• Page excerpt:
•••

By April, move-ins were only a quarter of what they would usually be in the REIT’s SHOP, while move-outs were largely in line with normal patterns, according to Ventas. And same-store SHOP occupancy dropped at a rate of about 70 basis points per week after states enacted widespread shelter in place orders in mid-March.
At the same time, expenses grew. Same-store operating costs were 5.1% higher in the first quarter of 2020, year-over-year, including $6 million in costs related to Covid-19. SHOP operating expenses for the company averaged around $125 million per month during that time, according to Ventas. Going forward, Covid-19 is expected to push operating costs 10% higher due to pressure on labor and supplies.
Similar trends played out in Ventas’ triple-net portfolio, which included 339 properties as of March 31. Ventas enacted a 25% rent deferral program in April to aid its triple-net tenants, which ultimately reduced the REIT’s April cash rent by $3 million. When adjusting for the program, Ventas’ triple-net tenants paid nearly all of their rent due for the month.
The company is offering a similar program to its triple-net tenants this month, according to Hutchens, who is leading the REIT’s North America senior housing operations as executive vice president.
“For the month of May, the company offered qualified senior housing tenants the opportunity to pay up to 25% of their rent with cash escrows and security deposits,” Hutchens said on Friday’s call. “And based on participating tenants, we expect about $2 million of our rent to be paid this way.”

•••

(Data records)
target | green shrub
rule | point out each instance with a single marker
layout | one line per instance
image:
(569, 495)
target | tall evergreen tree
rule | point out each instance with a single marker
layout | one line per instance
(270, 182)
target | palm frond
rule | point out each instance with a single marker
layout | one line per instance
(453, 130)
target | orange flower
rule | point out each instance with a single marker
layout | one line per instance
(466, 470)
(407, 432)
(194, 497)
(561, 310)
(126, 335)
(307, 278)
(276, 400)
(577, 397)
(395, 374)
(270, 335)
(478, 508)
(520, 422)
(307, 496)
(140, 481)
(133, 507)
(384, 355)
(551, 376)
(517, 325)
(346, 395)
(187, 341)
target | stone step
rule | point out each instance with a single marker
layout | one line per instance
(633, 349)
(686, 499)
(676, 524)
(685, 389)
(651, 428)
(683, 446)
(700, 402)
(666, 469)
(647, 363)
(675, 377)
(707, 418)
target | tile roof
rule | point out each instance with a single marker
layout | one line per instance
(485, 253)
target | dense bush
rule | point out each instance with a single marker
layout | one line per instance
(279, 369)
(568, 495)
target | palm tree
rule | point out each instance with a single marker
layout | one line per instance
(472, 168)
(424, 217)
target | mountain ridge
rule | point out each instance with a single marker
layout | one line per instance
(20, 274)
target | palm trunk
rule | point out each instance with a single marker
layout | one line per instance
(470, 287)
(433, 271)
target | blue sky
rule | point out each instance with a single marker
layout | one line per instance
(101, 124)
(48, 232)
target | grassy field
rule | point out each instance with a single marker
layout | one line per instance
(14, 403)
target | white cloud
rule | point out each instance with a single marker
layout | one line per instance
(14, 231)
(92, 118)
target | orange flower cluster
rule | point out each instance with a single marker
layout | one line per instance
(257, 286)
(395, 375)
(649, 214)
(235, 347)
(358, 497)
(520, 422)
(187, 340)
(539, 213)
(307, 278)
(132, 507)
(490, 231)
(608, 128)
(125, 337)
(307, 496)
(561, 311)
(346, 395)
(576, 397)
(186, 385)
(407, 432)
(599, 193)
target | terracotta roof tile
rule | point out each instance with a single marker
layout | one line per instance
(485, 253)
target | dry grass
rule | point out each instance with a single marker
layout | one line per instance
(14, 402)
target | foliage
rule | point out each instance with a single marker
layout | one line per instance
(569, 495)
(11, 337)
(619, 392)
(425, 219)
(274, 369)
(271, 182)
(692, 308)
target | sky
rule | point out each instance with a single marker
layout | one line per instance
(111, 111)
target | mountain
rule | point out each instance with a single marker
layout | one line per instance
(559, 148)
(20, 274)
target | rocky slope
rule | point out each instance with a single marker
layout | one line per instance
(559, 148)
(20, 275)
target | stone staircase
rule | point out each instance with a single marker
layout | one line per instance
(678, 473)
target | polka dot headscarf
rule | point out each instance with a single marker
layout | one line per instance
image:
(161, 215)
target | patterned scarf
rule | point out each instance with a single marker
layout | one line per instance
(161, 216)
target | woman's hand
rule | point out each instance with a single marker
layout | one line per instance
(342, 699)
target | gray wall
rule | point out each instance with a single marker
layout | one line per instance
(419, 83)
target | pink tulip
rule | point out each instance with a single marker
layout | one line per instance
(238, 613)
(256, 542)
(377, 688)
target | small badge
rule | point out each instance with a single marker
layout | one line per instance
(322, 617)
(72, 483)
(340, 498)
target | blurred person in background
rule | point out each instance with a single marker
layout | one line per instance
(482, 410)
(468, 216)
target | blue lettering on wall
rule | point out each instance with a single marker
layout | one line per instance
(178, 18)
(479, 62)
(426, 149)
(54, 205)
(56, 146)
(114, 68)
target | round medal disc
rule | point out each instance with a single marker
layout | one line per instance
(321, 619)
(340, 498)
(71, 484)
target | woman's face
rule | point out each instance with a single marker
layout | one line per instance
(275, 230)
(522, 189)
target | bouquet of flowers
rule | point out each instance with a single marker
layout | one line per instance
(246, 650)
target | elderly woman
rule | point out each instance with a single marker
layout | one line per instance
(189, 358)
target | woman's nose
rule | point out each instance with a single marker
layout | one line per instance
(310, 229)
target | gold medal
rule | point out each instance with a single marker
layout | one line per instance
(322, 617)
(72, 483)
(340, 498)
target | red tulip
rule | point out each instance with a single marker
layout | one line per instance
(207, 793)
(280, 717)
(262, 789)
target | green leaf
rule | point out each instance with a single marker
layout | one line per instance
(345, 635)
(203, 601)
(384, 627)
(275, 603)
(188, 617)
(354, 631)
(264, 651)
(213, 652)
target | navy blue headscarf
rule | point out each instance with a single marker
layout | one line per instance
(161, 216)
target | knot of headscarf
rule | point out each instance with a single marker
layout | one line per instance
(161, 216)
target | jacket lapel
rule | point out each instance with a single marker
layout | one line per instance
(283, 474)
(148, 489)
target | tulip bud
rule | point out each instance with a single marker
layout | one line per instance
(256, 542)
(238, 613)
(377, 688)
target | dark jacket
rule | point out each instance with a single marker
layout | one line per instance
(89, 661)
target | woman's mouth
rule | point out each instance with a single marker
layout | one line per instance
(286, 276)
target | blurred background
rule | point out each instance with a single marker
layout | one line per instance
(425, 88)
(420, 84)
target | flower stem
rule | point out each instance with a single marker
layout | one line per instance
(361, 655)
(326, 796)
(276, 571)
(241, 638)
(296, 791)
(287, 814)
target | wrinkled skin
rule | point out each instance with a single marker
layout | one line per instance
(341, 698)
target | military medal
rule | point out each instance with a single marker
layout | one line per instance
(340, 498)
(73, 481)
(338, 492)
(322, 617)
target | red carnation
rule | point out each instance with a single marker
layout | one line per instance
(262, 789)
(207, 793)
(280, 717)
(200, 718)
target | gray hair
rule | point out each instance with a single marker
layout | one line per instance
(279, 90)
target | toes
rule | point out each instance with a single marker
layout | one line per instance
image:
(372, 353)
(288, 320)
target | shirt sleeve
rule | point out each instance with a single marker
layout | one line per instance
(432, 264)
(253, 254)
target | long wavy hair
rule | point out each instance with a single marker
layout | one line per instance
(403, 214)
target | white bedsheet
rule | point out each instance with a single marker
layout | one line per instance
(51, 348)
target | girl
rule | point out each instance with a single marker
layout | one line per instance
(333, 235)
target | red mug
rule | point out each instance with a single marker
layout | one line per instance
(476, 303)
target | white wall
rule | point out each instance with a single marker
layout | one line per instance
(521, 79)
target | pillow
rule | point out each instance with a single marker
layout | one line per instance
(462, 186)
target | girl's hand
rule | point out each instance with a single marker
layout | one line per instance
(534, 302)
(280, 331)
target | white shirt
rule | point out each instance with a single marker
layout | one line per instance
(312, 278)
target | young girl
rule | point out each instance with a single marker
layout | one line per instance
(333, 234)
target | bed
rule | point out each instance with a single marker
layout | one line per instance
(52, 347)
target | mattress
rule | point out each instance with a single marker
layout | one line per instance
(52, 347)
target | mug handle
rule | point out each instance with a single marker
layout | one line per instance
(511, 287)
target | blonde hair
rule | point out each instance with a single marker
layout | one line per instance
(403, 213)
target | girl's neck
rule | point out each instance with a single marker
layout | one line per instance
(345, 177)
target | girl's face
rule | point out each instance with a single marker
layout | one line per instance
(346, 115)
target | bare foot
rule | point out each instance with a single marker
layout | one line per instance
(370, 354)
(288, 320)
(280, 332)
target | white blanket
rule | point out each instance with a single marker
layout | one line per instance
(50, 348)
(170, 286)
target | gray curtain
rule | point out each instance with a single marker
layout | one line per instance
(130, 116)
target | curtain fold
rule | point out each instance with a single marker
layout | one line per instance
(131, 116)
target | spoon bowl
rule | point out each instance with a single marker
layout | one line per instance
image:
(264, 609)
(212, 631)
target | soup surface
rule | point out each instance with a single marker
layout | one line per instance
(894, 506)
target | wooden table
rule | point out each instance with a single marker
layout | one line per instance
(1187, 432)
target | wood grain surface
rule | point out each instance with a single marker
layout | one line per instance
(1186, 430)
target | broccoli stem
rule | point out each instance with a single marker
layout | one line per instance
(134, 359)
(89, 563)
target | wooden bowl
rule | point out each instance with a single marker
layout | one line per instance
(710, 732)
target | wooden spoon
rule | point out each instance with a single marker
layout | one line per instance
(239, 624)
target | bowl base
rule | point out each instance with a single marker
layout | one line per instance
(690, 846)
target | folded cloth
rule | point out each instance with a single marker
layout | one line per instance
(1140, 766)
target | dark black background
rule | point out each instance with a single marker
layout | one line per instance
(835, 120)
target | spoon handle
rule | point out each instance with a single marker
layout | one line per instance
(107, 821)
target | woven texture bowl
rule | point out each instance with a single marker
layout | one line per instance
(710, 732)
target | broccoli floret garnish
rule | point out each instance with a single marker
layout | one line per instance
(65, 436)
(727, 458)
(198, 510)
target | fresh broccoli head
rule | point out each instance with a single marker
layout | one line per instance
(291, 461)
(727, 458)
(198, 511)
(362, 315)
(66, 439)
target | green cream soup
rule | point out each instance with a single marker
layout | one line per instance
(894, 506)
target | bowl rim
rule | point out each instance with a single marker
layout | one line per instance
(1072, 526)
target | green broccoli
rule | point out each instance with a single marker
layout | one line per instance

•••

• What to produce: List every dollar amount given in the Ventas senior housing excerpt above.

• Solution for this problem:
$6 million
$125 million
$3 million
$2 million